◆ The input ◆
------------------------------
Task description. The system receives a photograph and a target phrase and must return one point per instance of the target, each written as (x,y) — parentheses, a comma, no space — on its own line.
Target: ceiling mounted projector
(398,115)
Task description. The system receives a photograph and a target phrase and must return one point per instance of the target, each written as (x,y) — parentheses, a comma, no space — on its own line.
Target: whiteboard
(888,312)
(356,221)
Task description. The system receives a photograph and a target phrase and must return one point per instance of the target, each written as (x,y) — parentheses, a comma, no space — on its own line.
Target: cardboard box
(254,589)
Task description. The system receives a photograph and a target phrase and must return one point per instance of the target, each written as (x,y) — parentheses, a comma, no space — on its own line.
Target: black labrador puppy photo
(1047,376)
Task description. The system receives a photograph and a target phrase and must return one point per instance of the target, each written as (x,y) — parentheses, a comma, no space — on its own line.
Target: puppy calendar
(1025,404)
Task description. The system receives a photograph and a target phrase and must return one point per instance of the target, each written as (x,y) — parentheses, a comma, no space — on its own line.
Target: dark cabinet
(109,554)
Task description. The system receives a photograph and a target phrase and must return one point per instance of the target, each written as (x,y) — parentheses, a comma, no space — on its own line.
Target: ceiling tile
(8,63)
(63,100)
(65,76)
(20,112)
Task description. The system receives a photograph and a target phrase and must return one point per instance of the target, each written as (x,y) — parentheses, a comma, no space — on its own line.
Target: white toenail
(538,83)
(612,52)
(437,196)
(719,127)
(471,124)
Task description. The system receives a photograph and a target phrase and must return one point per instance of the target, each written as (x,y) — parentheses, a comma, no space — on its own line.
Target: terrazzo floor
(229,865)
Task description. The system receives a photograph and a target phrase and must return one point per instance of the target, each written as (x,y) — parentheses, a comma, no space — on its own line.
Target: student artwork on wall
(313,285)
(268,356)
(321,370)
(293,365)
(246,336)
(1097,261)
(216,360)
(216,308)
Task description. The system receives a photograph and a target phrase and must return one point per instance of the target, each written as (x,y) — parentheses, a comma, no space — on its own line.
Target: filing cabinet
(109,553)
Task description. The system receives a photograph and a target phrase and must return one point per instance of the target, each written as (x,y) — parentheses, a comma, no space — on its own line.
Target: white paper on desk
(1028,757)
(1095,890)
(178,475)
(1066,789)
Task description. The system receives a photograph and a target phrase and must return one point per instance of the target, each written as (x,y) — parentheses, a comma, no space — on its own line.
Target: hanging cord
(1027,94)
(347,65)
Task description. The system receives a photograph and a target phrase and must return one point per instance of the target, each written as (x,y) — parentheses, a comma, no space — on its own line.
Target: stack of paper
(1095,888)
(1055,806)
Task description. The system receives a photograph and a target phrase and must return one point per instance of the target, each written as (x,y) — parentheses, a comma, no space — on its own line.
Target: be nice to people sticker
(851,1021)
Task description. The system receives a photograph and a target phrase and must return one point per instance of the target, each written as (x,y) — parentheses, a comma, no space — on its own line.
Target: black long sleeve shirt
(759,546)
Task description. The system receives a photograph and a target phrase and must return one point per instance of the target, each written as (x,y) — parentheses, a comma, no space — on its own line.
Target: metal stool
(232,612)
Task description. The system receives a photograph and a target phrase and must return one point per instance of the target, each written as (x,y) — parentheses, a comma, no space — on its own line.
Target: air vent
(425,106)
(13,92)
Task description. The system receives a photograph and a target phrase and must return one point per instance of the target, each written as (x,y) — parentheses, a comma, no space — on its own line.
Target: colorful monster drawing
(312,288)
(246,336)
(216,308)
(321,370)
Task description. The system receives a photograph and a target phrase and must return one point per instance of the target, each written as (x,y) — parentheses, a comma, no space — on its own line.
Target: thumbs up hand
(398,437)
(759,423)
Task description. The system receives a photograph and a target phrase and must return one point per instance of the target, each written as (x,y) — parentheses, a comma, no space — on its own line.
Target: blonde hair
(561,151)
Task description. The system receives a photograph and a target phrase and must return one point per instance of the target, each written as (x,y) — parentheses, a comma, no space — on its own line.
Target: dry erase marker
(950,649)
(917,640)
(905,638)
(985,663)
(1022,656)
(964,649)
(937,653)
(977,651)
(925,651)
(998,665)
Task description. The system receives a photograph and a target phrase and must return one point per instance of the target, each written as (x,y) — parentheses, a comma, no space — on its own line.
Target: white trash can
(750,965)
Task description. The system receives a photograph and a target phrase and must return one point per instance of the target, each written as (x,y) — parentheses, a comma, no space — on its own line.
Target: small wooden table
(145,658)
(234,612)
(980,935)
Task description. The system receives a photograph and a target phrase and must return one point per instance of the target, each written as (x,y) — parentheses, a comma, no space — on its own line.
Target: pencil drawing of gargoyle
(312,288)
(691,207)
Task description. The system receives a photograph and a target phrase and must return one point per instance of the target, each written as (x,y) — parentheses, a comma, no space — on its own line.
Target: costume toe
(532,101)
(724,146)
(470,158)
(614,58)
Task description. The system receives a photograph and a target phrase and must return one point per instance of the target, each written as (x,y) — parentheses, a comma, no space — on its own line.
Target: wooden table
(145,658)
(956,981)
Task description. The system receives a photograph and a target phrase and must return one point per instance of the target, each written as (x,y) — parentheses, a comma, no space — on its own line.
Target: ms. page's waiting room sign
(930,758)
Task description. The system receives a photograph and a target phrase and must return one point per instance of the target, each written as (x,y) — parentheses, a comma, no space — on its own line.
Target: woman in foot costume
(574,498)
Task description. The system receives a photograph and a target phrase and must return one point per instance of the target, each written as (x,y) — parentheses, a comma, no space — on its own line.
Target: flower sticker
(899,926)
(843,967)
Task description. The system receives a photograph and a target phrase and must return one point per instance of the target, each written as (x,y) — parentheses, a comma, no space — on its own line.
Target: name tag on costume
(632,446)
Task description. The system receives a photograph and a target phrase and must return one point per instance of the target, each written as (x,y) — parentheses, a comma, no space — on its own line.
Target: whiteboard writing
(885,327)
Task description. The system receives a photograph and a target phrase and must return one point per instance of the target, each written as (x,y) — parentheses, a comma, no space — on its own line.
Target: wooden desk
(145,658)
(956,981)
------------------------------
Please extract every line of the data above that contains the string "wooden", and note that case counts.

Target: small wooden table
Target: wooden table
Target: wooden desk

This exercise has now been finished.